* WHAT YOU NEED TO DO:
Copy the lines below verbatim, beginning with the line that includes "Category: red wristband." and continuing to the end; leave out everything before it.

[Excerpts from point annotation data]
******************************
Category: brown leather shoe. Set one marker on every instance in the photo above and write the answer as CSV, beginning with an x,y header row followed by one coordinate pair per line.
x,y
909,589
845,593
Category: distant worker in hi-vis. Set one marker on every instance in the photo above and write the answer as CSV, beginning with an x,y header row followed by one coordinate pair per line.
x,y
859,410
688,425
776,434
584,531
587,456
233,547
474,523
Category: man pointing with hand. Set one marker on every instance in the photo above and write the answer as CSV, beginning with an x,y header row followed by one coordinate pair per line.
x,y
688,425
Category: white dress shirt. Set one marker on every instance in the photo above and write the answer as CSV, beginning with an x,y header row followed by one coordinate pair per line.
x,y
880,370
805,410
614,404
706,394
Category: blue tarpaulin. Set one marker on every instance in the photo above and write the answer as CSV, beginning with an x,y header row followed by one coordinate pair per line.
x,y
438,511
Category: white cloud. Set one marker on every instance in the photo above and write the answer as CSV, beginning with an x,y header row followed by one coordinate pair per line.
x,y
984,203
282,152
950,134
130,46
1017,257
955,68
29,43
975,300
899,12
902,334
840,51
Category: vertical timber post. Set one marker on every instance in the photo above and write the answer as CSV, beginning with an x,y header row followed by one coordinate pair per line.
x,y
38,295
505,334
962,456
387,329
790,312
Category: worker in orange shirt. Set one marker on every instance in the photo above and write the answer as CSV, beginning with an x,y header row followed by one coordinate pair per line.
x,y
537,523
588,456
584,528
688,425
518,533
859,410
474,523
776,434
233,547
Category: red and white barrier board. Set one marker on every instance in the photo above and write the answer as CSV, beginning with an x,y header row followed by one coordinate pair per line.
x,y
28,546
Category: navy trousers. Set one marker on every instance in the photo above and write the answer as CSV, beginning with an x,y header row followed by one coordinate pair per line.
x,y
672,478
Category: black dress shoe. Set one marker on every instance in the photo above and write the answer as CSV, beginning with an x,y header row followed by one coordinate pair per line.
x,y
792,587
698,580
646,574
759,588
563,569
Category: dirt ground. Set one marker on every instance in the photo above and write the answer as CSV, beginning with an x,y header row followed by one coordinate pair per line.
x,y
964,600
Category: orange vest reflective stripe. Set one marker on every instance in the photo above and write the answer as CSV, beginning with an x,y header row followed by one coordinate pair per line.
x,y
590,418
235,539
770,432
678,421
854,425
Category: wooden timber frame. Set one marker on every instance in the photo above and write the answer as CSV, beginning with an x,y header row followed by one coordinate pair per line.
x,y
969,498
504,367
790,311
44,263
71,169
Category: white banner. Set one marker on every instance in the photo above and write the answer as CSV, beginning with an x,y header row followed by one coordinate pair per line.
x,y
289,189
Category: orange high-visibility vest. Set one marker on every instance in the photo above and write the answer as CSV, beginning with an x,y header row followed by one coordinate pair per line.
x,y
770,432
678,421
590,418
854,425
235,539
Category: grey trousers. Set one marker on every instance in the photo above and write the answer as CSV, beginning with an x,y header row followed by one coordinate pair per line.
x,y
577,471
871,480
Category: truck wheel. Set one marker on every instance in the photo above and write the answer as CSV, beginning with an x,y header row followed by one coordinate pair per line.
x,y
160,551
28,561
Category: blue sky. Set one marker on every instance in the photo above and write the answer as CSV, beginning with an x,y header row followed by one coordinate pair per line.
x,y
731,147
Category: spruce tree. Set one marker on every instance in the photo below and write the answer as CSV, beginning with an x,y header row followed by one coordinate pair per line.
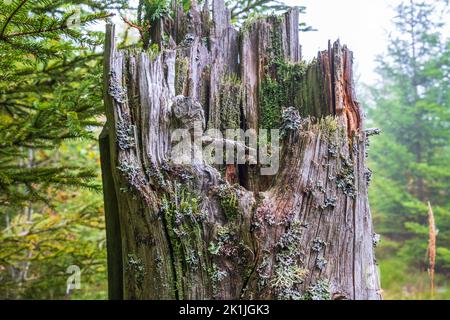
x,y
410,160
50,98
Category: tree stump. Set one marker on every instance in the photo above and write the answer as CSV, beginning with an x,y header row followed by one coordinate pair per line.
x,y
229,231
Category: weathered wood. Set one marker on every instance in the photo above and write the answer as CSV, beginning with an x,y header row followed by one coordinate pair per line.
x,y
187,232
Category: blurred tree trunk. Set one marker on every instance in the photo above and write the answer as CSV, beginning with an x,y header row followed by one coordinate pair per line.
x,y
228,232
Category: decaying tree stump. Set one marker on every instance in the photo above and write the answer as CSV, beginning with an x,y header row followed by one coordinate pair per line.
x,y
204,231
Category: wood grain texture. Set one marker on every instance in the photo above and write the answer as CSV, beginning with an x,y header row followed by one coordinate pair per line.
x,y
187,232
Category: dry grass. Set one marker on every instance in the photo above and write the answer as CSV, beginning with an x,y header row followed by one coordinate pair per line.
x,y
431,247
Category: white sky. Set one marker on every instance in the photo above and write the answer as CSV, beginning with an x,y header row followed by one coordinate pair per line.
x,y
360,24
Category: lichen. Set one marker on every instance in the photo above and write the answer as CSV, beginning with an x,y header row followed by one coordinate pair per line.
x,y
125,135
115,90
288,272
230,94
228,202
291,121
216,275
318,245
181,74
278,87
376,239
319,291
132,173
329,203
321,263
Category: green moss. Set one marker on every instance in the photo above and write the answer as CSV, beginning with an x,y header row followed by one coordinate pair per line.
x,y
216,275
345,178
230,100
183,217
288,271
319,291
278,90
228,201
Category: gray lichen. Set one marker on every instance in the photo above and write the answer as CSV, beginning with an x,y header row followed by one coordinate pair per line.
x,y
291,121
125,135
345,179
115,90
137,269
321,263
319,291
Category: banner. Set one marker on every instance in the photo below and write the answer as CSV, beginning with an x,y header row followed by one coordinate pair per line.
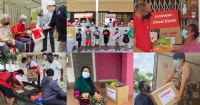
x,y
164,19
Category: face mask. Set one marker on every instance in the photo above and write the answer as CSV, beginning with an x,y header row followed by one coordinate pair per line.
x,y
49,11
41,15
148,16
148,88
184,33
6,23
23,22
176,63
86,75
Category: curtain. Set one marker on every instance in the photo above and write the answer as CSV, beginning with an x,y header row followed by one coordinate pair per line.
x,y
15,12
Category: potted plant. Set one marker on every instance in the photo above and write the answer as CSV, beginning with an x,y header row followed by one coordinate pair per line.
x,y
184,9
6,58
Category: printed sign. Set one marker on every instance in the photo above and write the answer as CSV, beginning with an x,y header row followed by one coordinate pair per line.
x,y
110,16
175,81
172,32
166,96
111,93
154,36
195,94
164,19
172,39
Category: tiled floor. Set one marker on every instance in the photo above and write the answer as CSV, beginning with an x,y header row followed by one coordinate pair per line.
x,y
73,101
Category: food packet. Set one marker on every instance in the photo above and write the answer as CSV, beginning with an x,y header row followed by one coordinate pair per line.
x,y
162,45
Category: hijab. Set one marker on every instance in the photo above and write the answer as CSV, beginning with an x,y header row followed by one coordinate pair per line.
x,y
81,82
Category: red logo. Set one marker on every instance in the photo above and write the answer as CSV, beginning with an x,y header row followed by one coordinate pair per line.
x,y
164,19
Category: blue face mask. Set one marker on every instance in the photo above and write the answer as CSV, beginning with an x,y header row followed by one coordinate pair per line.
x,y
39,14
176,63
23,22
49,11
85,75
184,33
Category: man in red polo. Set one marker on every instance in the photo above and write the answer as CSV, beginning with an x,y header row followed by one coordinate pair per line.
x,y
21,34
142,41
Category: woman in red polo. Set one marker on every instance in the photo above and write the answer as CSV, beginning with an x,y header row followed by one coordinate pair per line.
x,y
190,34
21,34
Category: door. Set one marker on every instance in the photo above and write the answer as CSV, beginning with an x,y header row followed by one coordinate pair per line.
x,y
108,65
80,60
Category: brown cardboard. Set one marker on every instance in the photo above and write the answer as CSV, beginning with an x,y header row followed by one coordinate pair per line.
x,y
121,94
31,75
155,95
172,32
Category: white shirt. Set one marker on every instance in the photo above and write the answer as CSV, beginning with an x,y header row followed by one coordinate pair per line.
x,y
55,65
44,20
19,78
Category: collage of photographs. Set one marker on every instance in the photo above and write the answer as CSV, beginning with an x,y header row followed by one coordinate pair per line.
x,y
99,52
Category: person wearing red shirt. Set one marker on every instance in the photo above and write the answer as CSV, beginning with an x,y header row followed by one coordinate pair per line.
x,y
21,34
32,65
8,80
68,23
142,40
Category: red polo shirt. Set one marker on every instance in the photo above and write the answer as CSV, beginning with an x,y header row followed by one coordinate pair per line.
x,y
142,34
20,28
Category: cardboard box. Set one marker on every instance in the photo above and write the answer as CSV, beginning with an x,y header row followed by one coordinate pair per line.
x,y
164,95
174,34
118,95
177,47
31,75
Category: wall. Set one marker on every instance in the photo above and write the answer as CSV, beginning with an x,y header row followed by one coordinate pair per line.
x,y
101,42
127,70
165,65
103,6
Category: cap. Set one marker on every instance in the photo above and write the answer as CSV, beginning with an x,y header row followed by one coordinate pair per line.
x,y
51,3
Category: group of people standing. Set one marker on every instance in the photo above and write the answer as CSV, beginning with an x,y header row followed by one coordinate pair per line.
x,y
51,92
106,35
17,36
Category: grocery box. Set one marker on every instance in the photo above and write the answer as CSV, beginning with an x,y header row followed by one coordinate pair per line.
x,y
164,95
118,95
31,75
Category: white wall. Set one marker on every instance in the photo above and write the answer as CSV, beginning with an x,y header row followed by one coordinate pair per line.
x,y
165,65
101,43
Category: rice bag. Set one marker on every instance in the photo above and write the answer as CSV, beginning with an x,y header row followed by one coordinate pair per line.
x,y
161,45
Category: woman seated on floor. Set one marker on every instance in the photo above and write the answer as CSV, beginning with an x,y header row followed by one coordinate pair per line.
x,y
84,87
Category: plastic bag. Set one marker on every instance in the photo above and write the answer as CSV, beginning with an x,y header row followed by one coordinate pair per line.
x,y
162,45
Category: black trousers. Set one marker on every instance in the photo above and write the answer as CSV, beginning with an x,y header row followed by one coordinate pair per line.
x,y
38,82
58,101
51,32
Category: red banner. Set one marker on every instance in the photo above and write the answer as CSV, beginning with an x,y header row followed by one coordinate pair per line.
x,y
83,15
164,19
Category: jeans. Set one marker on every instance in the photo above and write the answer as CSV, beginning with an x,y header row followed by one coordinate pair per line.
x,y
51,32
26,39
19,45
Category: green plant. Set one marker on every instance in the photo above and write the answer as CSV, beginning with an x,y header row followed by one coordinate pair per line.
x,y
139,77
5,58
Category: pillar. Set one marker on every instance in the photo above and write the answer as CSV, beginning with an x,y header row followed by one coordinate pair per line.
x,y
127,73
44,4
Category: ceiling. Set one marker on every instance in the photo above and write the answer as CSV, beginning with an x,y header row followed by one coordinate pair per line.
x,y
32,3
100,0
191,57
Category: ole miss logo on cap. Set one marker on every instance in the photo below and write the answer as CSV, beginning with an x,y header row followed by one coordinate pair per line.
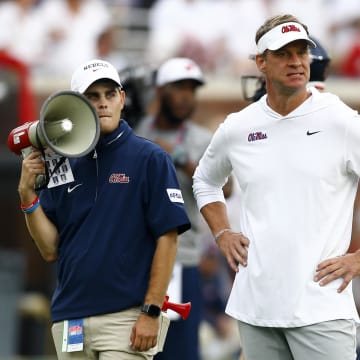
x,y
288,28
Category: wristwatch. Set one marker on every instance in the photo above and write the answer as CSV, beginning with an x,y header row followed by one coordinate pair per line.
x,y
151,310
179,156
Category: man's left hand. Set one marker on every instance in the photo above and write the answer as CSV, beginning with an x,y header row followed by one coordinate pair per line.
x,y
144,333
345,267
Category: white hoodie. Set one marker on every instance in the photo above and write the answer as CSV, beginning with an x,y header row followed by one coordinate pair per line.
x,y
298,176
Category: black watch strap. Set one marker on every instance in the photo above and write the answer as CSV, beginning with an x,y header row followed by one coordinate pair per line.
x,y
151,310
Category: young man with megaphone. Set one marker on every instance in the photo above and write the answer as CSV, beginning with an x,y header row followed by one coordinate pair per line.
x,y
113,232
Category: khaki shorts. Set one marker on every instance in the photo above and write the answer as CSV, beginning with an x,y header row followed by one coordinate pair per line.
x,y
329,340
108,337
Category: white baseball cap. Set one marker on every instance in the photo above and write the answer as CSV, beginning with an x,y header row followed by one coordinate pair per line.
x,y
281,35
91,71
177,69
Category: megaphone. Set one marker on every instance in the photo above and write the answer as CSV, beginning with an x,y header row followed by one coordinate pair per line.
x,y
182,309
68,125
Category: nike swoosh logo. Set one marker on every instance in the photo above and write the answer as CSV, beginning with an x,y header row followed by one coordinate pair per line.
x,y
312,133
71,189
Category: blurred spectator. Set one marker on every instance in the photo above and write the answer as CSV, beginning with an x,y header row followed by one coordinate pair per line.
x,y
20,26
71,29
188,28
241,23
344,32
105,49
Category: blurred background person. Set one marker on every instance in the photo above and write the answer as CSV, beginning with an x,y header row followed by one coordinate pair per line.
x,y
177,82
70,33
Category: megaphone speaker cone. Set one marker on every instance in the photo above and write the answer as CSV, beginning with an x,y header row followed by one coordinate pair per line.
x,y
69,124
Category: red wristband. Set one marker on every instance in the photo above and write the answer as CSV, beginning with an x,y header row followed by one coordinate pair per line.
x,y
27,207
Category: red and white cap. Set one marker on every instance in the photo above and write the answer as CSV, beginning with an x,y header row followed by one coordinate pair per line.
x,y
91,71
282,35
177,69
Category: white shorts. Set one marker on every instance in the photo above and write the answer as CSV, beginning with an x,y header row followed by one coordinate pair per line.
x,y
330,340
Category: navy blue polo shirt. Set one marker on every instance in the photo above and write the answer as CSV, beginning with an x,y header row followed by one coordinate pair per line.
x,y
124,196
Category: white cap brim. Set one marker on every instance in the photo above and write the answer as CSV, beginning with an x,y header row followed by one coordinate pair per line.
x,y
282,35
91,71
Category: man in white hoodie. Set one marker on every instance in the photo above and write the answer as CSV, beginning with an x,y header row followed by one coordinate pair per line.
x,y
296,156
******************************
* THE OUTPUT:
Category: red wristband. Set one marker on every instance in the photo above and write the answer as CSV, beginning with an x,y header row followed by one coordinate pair per line.
x,y
27,207
Category: red and white cap. Set one marker on every instance in the photo above and write the answer as CSV, beginning with an x,y header row followed by one coordinate pair per line.
x,y
91,71
282,35
177,69
Category: white shorts. Set one marker on every instance in the photo above and write the answer as CSV, beginning with an x,y header row followed by one coordinate pair per line.
x,y
330,340
Category: navy blue polo shirt. Set one marker on every instance in the photo above and write the answer as CSV, beginning with an x,y header row followed by one coordinate pair per line.
x,y
124,196
Category: white cap brim. Set one marker on every instance in the photo above and write the answer as CSV, beginning with an x,y header row followed by one coordinate pair per line.
x,y
282,35
91,71
Category: man in white hoodie. Set one marker on every instance in the photo above and write the answer as CSV, beginning with an x,y header row followed by one coordinate pair per line.
x,y
296,156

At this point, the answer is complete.